§ **What to work on**
1) Using the passage on joy, explain why it says a sane and reasonable person would always choose a pleasure over a joy. Answer in one to three sentences.
2) Please carry the passage on joy forward from its last sentence.

§ **Exercise text**
On Joy
“A lot of people seem to feel that joy is only the most intense version of pleasure, arrived at by the same road — you simply have to go a little further down the track. That has not been my experience… The thing that no one ever tells you about joy is that it has very little real pleasure in it. And yet if it hadn’t happened at all, at least once, how would we live? …
The writer Julian Barnes, considering mourning, once said, ‘It hurts as much as it is worth.’ … What an arrangement. Why would anyone accept such a crazy deal? Surely if we were sane and reasonable we would every time choose a pleasure over a joy… The end of a pleasure brings no great harm to anyone, after all, and can always be replaced with another of more or less equal worth.”

§ **Information shown**
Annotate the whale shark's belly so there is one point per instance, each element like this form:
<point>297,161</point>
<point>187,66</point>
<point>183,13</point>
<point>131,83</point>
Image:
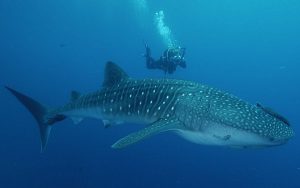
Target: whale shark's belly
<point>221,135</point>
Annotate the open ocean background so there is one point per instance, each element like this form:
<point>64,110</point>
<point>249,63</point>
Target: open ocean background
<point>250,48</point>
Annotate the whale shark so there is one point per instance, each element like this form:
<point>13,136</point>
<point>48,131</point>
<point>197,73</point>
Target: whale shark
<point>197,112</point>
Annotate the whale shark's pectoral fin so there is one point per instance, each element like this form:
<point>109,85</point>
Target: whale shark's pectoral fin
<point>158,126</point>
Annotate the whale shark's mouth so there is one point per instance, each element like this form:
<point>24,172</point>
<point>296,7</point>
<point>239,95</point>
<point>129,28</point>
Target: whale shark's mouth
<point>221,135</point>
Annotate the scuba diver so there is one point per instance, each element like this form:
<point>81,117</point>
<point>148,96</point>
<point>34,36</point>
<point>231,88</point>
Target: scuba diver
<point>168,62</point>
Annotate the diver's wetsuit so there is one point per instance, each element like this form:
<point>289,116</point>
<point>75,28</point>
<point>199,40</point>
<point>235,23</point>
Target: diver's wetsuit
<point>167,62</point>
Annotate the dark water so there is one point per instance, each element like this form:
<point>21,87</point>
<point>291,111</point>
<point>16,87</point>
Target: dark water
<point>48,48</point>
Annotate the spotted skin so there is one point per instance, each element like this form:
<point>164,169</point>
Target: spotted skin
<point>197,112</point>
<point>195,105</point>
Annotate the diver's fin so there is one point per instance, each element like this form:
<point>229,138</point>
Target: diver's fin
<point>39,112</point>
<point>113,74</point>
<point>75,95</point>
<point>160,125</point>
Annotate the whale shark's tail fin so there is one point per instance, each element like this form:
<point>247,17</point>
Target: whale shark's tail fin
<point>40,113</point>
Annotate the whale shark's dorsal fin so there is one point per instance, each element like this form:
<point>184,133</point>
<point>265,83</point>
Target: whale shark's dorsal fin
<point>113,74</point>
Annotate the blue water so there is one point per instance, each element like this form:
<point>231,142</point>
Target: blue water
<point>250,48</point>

§ **Answers to this exercise**
1) The passage says a sane person would choose a pleasure because the end of a pleasure does no great harm to anyone. A pleasure can also always be replaced with another of more or less equal worth.

2)
– Joy, by Zadie Smith
What is the distinction between pleasure and joy? Something that stands out to me now is the possibility that pleasures may age into joy. Memories of sitting with 爺爺 on his rocking chair, or watching teledramas with 阿媽, may have in the moment been indistinguishable from any other pleasure. Only in retrospect do I realize they have crystallized into some of the joys of my life.
Joy, it seems, is something much bigger—joys are those in life we live for. Kira became a joy of our family’s life, even if she wasn’t always a pleasure, and watching her suffer was painful. She was my mom’s mortal-enemy-turned-constant-companion. She was my dad’s eager audience for his penchant to spoil people with food. She accompanied Stephanie’s coming of age. During the first COVID lockdown year when Wanwan and I took care of Kira, some of the shining moments were being beckoned by Kira every day to open the backdoor so she could bask in the sunlight and sniff out what other animals had scuttled through our yard in the past day.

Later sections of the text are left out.